WORK INSTRUCTION A:
Answer the following questions about the passage on soil microbes and the nitrogen cycle:
(i) According to the caption, what will the nodules on the soybean root give a home to, and in exchange for what?
(ii) At which institution is Xinda Lu a researcher?
(iii) According to Lu, into what do soil microbes catalyze most transformations of soil nitrogen?
WORK INSTRUCTION B: Write a continuation of the passage on soil microbes and the nitrogen cycle, beginning after its final sentence.

TEXT FOR ANALYSIS:
══════════

Pictured Above: Nodules forming on the root of a soybean plant. These nodules will give a home to soil microbes in exchange for nitrogen. Credit: Vivian Wauters
Under our feet, in the soil, is a wealth of microbial activity. Just like humans have different metabolisms and food choices, so do those microbes. In fact, microbes play an important role in making nutrients available to plants.
A recent review paper from Xinda Lu and his team looks at different roles that various soil microbes have in soil’s nitrogen cycle. Lu is a researcher at Massachusetts Institute of Technology.
According to Lu, “Soil microbes catalyze most of the transformations of soil nitrogen into plant-usable forms. Diverse microbes use different processes – and sometimes work together. Knowing the various styles of soil microbes, and linking microbes to specific soil processes, can be important knowledge for farmers.”

══════════

Collected data entries:
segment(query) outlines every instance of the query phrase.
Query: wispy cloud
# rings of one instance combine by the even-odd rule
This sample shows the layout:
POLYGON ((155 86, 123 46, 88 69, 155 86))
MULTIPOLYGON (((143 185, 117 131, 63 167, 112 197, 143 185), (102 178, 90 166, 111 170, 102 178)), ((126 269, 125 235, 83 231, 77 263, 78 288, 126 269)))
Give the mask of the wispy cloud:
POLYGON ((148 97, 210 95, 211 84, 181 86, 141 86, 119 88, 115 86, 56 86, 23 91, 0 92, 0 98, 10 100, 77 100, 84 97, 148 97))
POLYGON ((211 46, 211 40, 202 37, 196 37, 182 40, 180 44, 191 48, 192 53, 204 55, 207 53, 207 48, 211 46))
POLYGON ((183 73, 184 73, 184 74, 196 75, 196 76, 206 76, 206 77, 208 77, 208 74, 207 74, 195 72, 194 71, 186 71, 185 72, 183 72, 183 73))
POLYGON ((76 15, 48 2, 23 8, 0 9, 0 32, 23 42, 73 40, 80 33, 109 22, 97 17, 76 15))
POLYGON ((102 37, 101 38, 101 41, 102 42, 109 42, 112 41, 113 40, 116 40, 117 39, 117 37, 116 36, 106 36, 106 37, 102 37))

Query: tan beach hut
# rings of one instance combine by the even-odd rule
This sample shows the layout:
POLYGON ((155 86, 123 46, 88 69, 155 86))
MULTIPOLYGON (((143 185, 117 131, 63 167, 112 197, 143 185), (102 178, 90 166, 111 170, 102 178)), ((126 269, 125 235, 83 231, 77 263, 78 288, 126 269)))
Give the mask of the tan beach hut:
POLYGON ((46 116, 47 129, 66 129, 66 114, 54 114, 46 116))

══════════

WRITTEN REPLY A:
(i) Soil microbes, in exchange for nitrogen.
(ii) Massachusetts Institute of Technology.
(iii) Plant-usable forms.

WRITTEN REPLY B:
Modern nitrogen fertilizers are applied in the form of ammonium. Through a biological process called nitrification, soil microbes convert ammonium to nitrates that plants can absorb. In order to be efficient at this process, microbes need oxygen. Researchers are studying nitrification because it can be linked to greenhouse gases and loss of fertilizer.
Although microbiologists have been studying the nitrogen cycle for over a century, not all steps were well understood. New microorganisms have recently been identified. A type of prokaryote (single-celled organism) called archaea has also been playing a role in nitrification.
Archaea are not technically soil bacteria, due to their structure. There are many more archaea that contribute to nitrification in some soils than there are bacteria responsible for the same activity. Including the role of archaea in nitrification has broadened the understanding of scientists and researchers.
Researchers reviewed various studies of soil nitrification. This included the abundance of microbes in soil in relation to various environmental factors. Soil pH, temperature and the ratio of soil carbon to soil nitrogen were all compared to the number of microbes in each soil sample. Soil depth and other factors also influence microbe abundance.
Previous studies have shown, for example, that nitrification archaea are more abundant than bacteria in warmer temperatures. Other microbes thrive in lower temperatures.
Soil pH also influences how active soil microbes are in the nitrification process. Soil bacteria Nitrospira were more dominant in acidic soils, including forests and farm fields.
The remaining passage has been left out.